Work instruction
Set down a true copy of the data, with all pictures left out.

Excerpted data
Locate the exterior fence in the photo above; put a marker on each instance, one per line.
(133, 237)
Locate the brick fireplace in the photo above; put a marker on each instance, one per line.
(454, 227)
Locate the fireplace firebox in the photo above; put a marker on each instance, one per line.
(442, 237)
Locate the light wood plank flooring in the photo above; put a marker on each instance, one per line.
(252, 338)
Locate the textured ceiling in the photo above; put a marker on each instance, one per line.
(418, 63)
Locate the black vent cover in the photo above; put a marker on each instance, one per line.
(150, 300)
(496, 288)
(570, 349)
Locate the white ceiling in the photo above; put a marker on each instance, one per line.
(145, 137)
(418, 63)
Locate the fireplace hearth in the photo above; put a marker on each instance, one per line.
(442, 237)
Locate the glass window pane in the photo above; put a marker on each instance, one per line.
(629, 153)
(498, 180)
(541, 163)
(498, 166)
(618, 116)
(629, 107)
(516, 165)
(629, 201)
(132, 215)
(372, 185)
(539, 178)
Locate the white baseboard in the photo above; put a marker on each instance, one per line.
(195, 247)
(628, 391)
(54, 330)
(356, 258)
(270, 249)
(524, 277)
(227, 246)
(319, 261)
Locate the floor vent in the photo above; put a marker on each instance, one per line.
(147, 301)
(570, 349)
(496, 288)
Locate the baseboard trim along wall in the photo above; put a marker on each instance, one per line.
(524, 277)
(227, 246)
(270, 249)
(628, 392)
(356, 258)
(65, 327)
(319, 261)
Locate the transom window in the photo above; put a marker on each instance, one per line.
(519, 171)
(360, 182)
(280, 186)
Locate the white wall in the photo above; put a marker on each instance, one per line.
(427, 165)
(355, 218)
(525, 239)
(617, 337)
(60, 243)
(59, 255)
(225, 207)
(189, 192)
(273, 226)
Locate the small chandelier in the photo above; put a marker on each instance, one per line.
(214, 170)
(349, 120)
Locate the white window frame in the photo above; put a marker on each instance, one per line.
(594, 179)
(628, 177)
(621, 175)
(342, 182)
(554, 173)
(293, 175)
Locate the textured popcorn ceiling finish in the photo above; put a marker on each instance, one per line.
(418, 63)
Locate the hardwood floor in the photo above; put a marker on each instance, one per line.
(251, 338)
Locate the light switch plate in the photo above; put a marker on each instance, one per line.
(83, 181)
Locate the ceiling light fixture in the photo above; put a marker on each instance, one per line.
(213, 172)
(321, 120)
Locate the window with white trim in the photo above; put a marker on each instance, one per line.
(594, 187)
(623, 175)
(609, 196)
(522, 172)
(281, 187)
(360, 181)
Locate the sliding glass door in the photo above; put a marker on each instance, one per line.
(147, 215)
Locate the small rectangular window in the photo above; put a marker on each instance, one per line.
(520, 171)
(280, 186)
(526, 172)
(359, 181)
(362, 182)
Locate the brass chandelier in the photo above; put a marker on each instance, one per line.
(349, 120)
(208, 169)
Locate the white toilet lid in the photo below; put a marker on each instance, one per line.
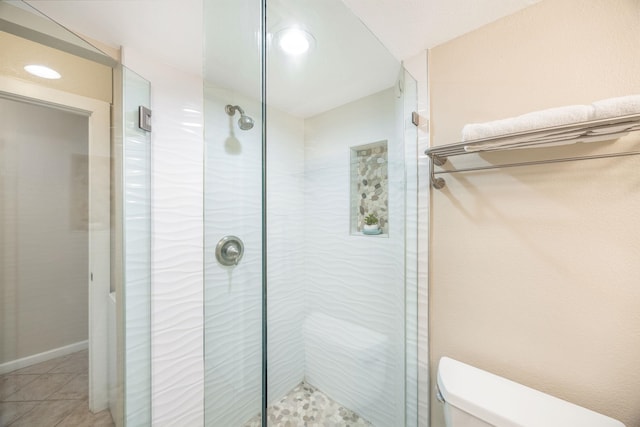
(504, 403)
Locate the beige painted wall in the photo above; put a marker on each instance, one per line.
(79, 76)
(535, 271)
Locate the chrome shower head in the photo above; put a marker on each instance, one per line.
(244, 122)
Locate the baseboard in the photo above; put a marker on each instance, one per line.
(42, 357)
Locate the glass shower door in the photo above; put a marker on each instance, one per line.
(340, 147)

Answer to this problem
Locate the exterior fence in the photo above; put a marker on each instance, one per line.
(133, 237)
Locate the brick fireplace in the photo above; put a marker on each instance, one per line.
(454, 227)
Locate the fireplace firebox in the photo above; put a marker on each instance, one per line.
(442, 237)
Locate the light wood plank flooring in the photo above; put a marker on each instance, one per line.
(252, 338)
Locate the textured ceiling in the photo above; put a marker on each instance, one per line.
(418, 63)
Locate the black vent cover in the photo above; put a marker on each instance, one per line.
(150, 300)
(496, 288)
(570, 349)
Locate the white ceiling in the photo above; put a marker on each instance, one per line.
(145, 137)
(418, 63)
Locate the fireplace hearth in the photo above; put a marker on each instance, one per line.
(442, 237)
Locate the glass window pane in the photo above; put a marker on each instance, one per line.
(629, 153)
(498, 180)
(541, 163)
(498, 166)
(618, 116)
(629, 107)
(516, 165)
(629, 201)
(132, 215)
(372, 185)
(539, 178)
Locate the white baseboard in the photo above; put a marker on each instance, one per line.
(195, 247)
(628, 391)
(54, 330)
(356, 258)
(270, 249)
(524, 277)
(227, 246)
(319, 261)
Locate the floor vent in the photo above; put a marker on each instance, one per line.
(147, 301)
(570, 349)
(496, 288)
Locate the baseboard trim along wall in the photo above; put a marker on each instance, one per line.
(524, 277)
(227, 246)
(270, 249)
(628, 392)
(356, 258)
(65, 327)
(319, 261)
Locate the transom window in the photo above; put a marker on each instance, one per line.
(519, 171)
(360, 182)
(280, 186)
Locate the white wall in the photo above; put a marker on each instance, one per line.
(427, 165)
(355, 218)
(525, 239)
(617, 337)
(60, 243)
(59, 255)
(225, 207)
(189, 192)
(273, 226)
Locate the small chandelier in the photo above; put a marker on each instance, one per line.
(214, 170)
(349, 120)
Locate the white window frame in the photo above; put a marker on each instance, one per line.
(594, 179)
(628, 177)
(621, 175)
(342, 182)
(554, 173)
(293, 175)
Locate the textured popcorn ceiling finish in the photo above; put a marker on each instance, one per line.
(418, 63)
Locate the hardwood floor in the photo above; put a marker on each instance, one per line.
(251, 338)
Locate the light switch plate in the photo above; put a marker on each instance, one per line.
(83, 181)
Locate the ceiling light fixture in the photo above; put a marker on each instance, one per line.
(213, 172)
(321, 120)
Locate the window with white trim in the photo above; put a marker on each instance, one per line.
(594, 187)
(623, 175)
(609, 196)
(522, 172)
(281, 187)
(360, 181)
Locate the sliding glass door in the photo above; put a marker on each instance, one per line.
(147, 215)
Locate the small rectangular window in the photo above; put a marker on each instance, one per line.
(520, 171)
(280, 186)
(526, 172)
(359, 181)
(362, 182)
Locate the brass chandelier in the photo above; put a marker on each instance, one per line.
(349, 120)
(208, 169)
Locate the white toilet lid in the photo below; put a marker on each instance, one per line.
(504, 403)
Locate the beige painted wall in the photo above; put a marker on each instance, one per line.
(79, 76)
(535, 271)
Locate the chrome shower head in the photo above; put a marker on each instance, one per line.
(244, 122)
Locate the baseboard in the photo above; put a marker on each instance, one per line.
(42, 357)
Locate the glass shower door in the photo above; put a marker on each instance, one per line.
(340, 147)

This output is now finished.